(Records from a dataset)

--

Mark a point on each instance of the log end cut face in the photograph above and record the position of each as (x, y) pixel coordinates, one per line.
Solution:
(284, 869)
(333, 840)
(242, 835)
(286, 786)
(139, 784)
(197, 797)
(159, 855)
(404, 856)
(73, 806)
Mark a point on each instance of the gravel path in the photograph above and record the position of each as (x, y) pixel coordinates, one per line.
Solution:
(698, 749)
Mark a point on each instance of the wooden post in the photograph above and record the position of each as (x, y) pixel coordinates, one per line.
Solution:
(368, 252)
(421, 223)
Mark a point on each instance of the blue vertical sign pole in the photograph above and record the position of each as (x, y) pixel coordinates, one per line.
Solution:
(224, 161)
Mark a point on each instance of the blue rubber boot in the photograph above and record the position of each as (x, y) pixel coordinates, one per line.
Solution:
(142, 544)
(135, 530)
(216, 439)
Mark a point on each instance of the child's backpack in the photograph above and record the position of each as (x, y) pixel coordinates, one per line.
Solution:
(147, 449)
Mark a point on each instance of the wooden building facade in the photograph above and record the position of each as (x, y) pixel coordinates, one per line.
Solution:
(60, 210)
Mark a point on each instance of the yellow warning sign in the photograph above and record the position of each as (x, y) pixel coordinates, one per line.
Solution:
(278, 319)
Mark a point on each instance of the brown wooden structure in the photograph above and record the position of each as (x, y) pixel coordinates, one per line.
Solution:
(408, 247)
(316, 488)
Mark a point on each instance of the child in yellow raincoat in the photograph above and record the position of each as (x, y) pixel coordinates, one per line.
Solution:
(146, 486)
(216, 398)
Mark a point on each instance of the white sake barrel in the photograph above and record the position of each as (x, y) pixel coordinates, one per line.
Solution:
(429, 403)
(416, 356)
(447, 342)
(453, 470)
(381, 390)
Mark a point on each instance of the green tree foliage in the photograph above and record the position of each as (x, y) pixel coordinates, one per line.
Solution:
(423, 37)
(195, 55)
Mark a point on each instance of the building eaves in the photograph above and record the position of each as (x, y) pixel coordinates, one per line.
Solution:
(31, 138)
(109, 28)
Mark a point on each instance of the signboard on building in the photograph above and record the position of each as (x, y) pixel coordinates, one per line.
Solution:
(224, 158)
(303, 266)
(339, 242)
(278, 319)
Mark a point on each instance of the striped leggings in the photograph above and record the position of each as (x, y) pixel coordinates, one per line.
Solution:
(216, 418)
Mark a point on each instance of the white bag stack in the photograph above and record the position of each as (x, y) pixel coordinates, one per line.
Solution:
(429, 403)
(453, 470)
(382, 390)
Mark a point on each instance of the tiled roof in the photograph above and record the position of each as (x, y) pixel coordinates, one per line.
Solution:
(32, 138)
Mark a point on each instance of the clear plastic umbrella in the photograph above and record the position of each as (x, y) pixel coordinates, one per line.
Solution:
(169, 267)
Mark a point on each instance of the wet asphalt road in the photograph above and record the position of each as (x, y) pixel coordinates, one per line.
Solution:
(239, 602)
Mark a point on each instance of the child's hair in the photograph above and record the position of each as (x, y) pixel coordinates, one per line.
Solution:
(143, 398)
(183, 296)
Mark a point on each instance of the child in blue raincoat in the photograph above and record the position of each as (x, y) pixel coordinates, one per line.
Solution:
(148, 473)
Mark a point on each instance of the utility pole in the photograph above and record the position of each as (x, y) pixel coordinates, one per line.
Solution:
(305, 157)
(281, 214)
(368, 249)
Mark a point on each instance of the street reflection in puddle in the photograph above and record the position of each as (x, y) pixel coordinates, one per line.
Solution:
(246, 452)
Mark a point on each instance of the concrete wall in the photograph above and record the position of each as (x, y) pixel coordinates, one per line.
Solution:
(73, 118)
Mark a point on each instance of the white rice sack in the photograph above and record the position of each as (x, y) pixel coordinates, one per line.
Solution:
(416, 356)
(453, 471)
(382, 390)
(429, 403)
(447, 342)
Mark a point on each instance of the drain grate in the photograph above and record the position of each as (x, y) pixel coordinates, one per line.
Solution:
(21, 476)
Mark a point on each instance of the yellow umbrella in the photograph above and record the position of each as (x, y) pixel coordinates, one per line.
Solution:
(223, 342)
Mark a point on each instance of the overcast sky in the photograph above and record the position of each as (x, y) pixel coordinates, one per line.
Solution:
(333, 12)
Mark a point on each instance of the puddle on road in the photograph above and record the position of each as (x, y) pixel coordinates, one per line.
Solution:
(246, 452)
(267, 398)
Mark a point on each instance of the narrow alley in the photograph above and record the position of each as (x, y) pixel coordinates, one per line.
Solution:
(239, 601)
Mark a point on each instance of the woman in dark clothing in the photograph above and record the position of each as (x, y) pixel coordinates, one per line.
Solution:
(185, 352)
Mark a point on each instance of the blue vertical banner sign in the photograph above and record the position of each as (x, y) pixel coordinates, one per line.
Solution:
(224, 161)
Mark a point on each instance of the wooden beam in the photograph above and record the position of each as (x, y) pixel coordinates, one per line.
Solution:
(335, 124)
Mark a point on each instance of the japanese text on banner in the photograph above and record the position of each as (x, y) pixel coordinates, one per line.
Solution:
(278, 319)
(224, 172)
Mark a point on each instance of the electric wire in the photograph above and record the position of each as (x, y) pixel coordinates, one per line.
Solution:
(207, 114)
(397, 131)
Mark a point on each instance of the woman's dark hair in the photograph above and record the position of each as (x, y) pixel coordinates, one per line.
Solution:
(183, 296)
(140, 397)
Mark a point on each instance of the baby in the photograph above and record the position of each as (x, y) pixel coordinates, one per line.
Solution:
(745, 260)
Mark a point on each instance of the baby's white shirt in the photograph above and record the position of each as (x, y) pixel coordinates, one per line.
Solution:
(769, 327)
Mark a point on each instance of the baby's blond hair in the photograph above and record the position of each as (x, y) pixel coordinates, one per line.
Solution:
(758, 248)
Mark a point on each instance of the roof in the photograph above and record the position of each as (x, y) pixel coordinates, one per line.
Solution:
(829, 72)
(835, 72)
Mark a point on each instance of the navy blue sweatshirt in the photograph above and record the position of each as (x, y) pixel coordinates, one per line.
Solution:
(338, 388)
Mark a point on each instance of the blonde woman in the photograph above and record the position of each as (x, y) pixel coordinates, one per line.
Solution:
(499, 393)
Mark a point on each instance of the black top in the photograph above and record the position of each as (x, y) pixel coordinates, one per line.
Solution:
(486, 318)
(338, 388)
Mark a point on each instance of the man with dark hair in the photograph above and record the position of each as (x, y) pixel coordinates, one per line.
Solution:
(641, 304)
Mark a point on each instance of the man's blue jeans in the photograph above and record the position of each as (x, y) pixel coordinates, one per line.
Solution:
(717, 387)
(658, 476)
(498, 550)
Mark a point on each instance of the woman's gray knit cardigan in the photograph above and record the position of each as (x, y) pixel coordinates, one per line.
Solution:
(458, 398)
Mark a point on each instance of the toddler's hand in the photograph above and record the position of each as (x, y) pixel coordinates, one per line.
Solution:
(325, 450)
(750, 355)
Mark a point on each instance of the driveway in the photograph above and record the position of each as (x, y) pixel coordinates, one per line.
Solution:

--

- [Exercise directions]
Write out the whole listing exactly.

- [Solution for this task]
Mark a point on each instance of the log end cut face in the photograph above and record the position of each as (x, y) pixel coordinates, one per line.
Solution:
(284, 869)
(333, 840)
(242, 835)
(286, 786)
(139, 784)
(197, 797)
(159, 855)
(404, 856)
(73, 806)
Mark a point on each instance of the gravel path in the photograph above and record the position of each as (x, y) pixel coordinates, one per line.
Solution:
(698, 749)
Mark a point on each instance of the wooden post in the photograph above and record the position of each as (x, y) pixel coordinates, one per line.
Solution:
(368, 252)
(421, 223)
Mark a point on each instance of the blue vertical sign pole in the photograph above and record the position of each as (x, y) pixel coordinates, one per line.
Solution:
(224, 161)
Mark a point on each instance of the blue rubber boot in the photograph above and record the position of each as (x, y) pixel coordinates, one per line.
Solution:
(142, 544)
(135, 530)
(216, 439)
Mark a point on each instance of the child's backpack in the photograph above and record the position of each as (x, y) pixel coordinates, one per line.
Solution:
(147, 449)
Mark a point on each instance of the wooden building facade in the photograph above and record the position of each as (x, y) pixel coordinates, one per line.
Solution:
(60, 210)
Mark a point on each instance of the yellow warning sign in the photograph above and record the position of each as (x, y) pixel coordinates, one per line.
Solution:
(278, 319)
Mark a point on each instance of the brown wooden structure in the photograph above and record the position of each as (x, y) pixel coordinates, one per line.
Solution:
(408, 247)
(316, 488)
Mark a point on each instance of the child in yellow raincoat in the photograph above and record the position of each as (x, y) pixel coordinates, one per line.
Solution:
(146, 486)
(216, 398)
Mark a point on each instance of the white sake barrel in the photograph above and record the position of each as (x, y) pixel coordinates, one per line.
Solution:
(429, 403)
(416, 356)
(447, 342)
(453, 470)
(381, 390)
Mark a point on each instance of the green tree foliage in the photograph above and record the position of each as (x, y) pixel coordinates, one per line.
Solution:
(423, 37)
(195, 55)
Mark a point on each instance of the building eaves in the photograph above and record the position of each as (x, y) pixel coordinates, one per line.
Solution:
(31, 138)
(109, 28)
Mark a point on each instance of the signboard on building in the photograph above and record the position of each as (x, y) pixel coordinates, one per line.
Solution:
(224, 158)
(303, 266)
(339, 242)
(278, 319)
Mark a point on each instance of the striped leggings in the photograph above and record the position of each as (x, y) pixel coordinates, one per line.
Solution:
(216, 418)
Mark a point on each instance of the white bag stack in the photograph above and record the position of each as (x, y) pixel coordinates, one per line.
Solution:
(429, 403)
(453, 470)
(382, 390)
Mark a point on each instance of the tiled roof in the photograph above and record the position of each as (x, y) pixel coordinates, one per line.
Solution:
(32, 138)
Mark a point on each instance of the clear plastic umbrella in the photograph above and record the position of each as (x, y) pixel coordinates, one per line.
Solution:
(169, 267)
Mark a point on each instance of the wet asphalt road in the photograph above and record the position of each as (x, y) pixel coordinates, one per line.
Solution:
(239, 602)
Mark a point on each instance of the child's hair in the photograph above and record the position of each as (x, y) pixel coordinates, one per line.
Solution:
(143, 398)
(183, 296)
Mark a point on each instance of the child in blue raincoat in the photograph above and record the position of each as (x, y) pixel coordinates, one per line.
Solution:
(148, 473)
Mark a point on each instance of the utility pole in the photograph above and record the position of each as (x, y) pixel coordinates, one per line.
Solution:
(305, 157)
(281, 214)
(368, 249)
Mark a point on each instance of the street reflection in puddle in the photograph above and record the position of each as (x, y) pixel coordinates, one per line.
Solution:
(246, 452)
Mark a point on each instance of the concrete wall in the photograph above and record the position of each as (x, y) pixel coordinates, one per line.
Solution:
(73, 118)
Mark a point on each instance of the white rice sack in the photograph above and record the position of each as (x, y) pixel coordinates, one per line.
Solution:
(416, 356)
(453, 471)
(382, 390)
(429, 403)
(447, 342)
Mark a point on each instance of the drain grate in the photograph above and record the position of each as (x, y) pixel coordinates, one per line.
Solution:
(21, 476)
Mark a point on each instance of the yellow umbrella in the photograph above and record the position of each as (x, y) pixel coordinates, one per line.
Solution:
(223, 342)
Mark a point on each instance of the overcast sky in the photograph above and record the position of each as (x, y) pixel coordinates, one per line.
Solution:
(333, 12)
Mark a point on each instance of the puddle on road in the photograph above and record the position of each as (x, y) pixel coordinates, one per line.
Solution:
(246, 452)
(267, 398)
Mark a point on each instance of the narrow alley in the photograph above and record the position of each as (x, y) pixel coordinates, one per line.
Solution:
(239, 601)
Mark a point on each instance of the woman in dark clothing in the photograph above and record the position of each as (x, y) pixel coordinates, one per line.
Solution:
(185, 352)
Mark a point on each instance of the blue vertical banner sign in the photograph above and record the position of each as (x, y) pixel coordinates, one per line.
Solution:
(224, 161)
Mark a point on each instance of the wooden beam in the photograph above and record the position of each as (x, y) pixel coordinates, one per line.
Solution:
(335, 124)
Mark a point on each instance of the japanese text on banner in the photograph above and record the position of each as (x, y) pixel coordinates, one per line.
Solution:
(278, 319)
(224, 172)
Mark a point on each instance of the electric wire in the photograph above and record the position of each as (x, y) pixel coordinates, one per line.
Solution:
(207, 114)
(397, 131)
Mark a point on each instance of the woman's dark hair in the photograph above and record the position of each as (x, y) pixel coordinates, one per line.
Solution:
(183, 296)
(140, 397)
Mark a point on each instance of the baby in the photograph above and record the position of each as (x, y) pixel coordinates, one per line.
Solution:
(745, 260)
Mark a point on each instance of the baby's white shirt in the photograph above and record the position of each as (x, y) pixel coordinates, one per line.
Solution:
(769, 327)
Mark a point on each instance of the baby's blond hair in the photograph above and record the position of each as (x, y) pixel coordinates, one per line.
Solution:
(758, 248)
Mark a point on each instance of the roof in the photograph above and record the position of each as (x, y) pixel coordinates, one per line.
Solution:
(829, 72)
(835, 72)
Mark a point on each instance of the navy blue sweatshirt in the photograph above and record the position of each as (x, y) pixel coordinates, one per line.
Solution:
(338, 388)
Mark a point on each instance of the blonde woman in the photograph above and record the position of each as (x, y) pixel coordinates, one per line.
Solution:
(499, 393)
Mark a point on each instance of the black top in the photograph above and record the position of each as (x, y) pixel coordinates, one per line.
Solution:
(486, 318)
(338, 388)
Mark a point on each instance of the man with dark hair in the photograph above and record the position of each as (x, y) pixel coordinates, one per line.
Solution:
(641, 304)
Mark a point on each instance of the man's blue jeans in the photograph above and record the position of each as (x, y) pixel coordinates, one per line.
Solution:
(717, 387)
(658, 476)
(498, 550)
Mark a point on each instance of the woman's gray knit cardigan in the photograph above and record the position of each as (x, y) pixel coordinates, one per line.
Solution:
(458, 398)
Mark a point on each instance of the toddler's hand in the photograph above and record the position of each as (x, y) pixel coordinates, one per line.
Solution:
(325, 450)
(750, 355)
Mark a point on each instance of the driveway in the photograph above and record the position of each as (x, y) pixel coordinates, one per line.
Solution:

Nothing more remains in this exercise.